-- Given records --
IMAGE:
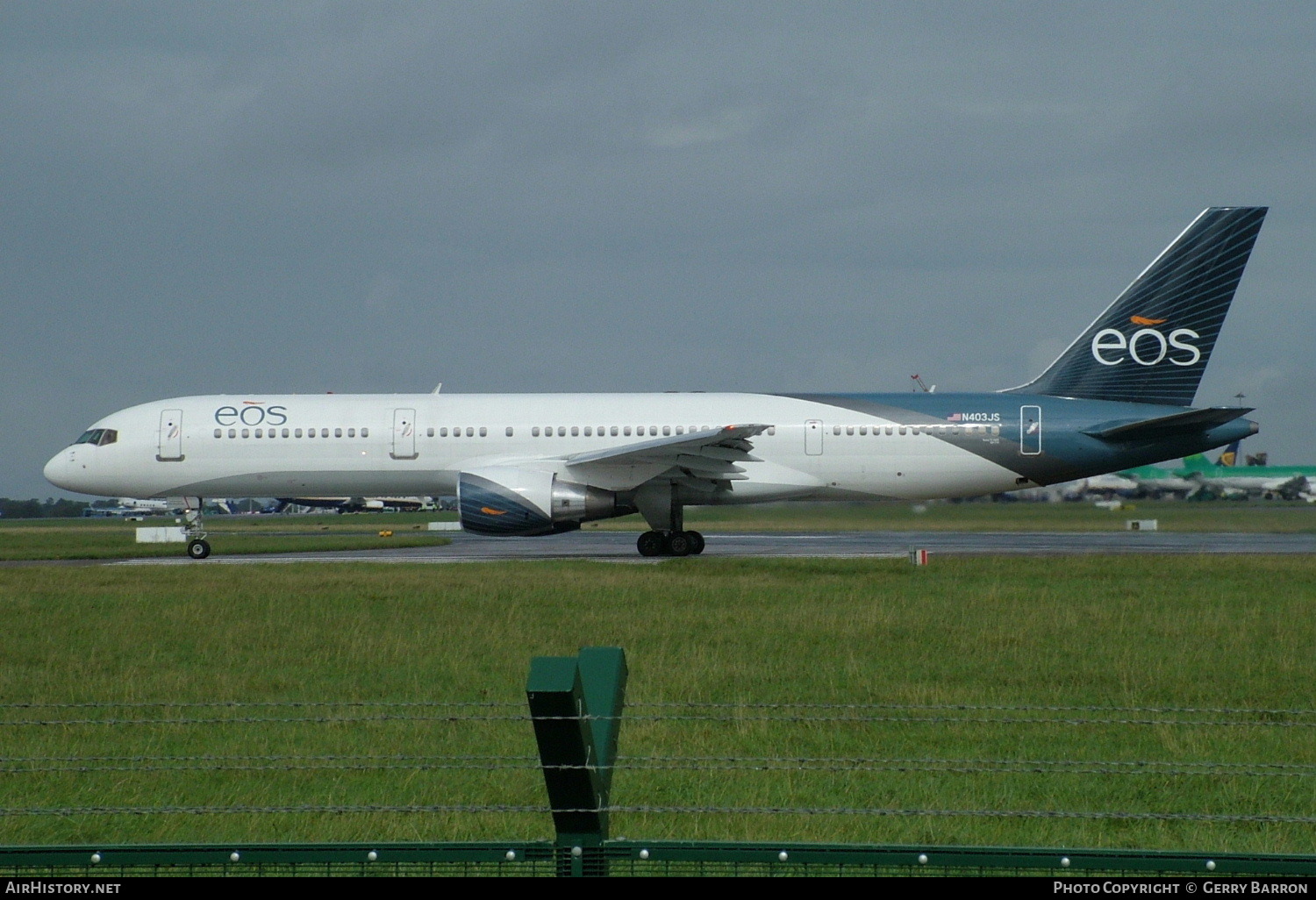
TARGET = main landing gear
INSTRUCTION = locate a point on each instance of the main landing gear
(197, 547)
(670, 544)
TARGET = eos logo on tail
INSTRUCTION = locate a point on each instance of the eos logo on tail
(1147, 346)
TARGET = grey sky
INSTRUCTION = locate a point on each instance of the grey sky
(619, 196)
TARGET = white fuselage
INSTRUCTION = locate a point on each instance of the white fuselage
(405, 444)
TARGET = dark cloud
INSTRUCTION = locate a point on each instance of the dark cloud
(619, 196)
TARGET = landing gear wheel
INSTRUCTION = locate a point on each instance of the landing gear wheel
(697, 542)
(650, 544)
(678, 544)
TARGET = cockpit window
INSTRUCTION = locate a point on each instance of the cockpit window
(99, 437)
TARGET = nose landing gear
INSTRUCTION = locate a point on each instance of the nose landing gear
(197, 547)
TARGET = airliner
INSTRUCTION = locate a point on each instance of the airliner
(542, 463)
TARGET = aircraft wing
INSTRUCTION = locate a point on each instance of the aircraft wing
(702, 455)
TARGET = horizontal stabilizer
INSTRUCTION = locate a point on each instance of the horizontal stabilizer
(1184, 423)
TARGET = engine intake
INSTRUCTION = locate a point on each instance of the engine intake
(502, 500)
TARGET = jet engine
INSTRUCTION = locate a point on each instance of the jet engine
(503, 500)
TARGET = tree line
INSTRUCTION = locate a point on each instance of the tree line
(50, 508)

-- Task to carry out --
Output the entries above exactly, without their pictures.

-- Completed task --
IMAGE:
TARGET = main landing gear
INSTRUCTION = locate a point on each instance of the main landing gear
(197, 547)
(670, 544)
TARGET = eos logo on tail
INSTRUCTION = locate a point on each instance of the eos logo on tail
(1147, 346)
TARGET = grey sky
INSTRUCTION = locate a point on each instance of the grey sky
(619, 196)
TARGET = white fuselage
INSTRUCTION = locate a point on each instance of the white fuselage
(405, 444)
TARGET = dark cloud
INSTRUCTION = locate a point on each instance of the dark cloud
(619, 196)
TARGET = landing gear wheel
INSTRUCTION = locate a point on each instance of the landing gear wheel
(697, 542)
(650, 544)
(678, 544)
TARGET = cockpit window
INSTRUCTION = locate a point on each instance of the cockpit window
(99, 437)
TARGET = nose landing gear
INSTRUCTION = locate a point on each instance of the nose landing gear
(197, 547)
TARGET = airliner
INSTRUCTION = locate a point on each instance of the airliner
(542, 463)
TARGET = aircraft wing
INSTRUCTION = locate a point on each instance of the aircraft wing
(702, 455)
TARGET = horizontal stabilizer
INSTRUCTION = locate a point on each instance of the horizontal stabilizer
(1184, 423)
TARGET = engine intake
INSTRUCTION = locate a point on each instance of the engine intake
(502, 500)
TARGET = jet engine
INSTRUCTION = locate a point on each instance of the jet engine
(503, 500)
TARGET = tree line
INSTRUCTION = locate a point on each instance of the tree line
(50, 508)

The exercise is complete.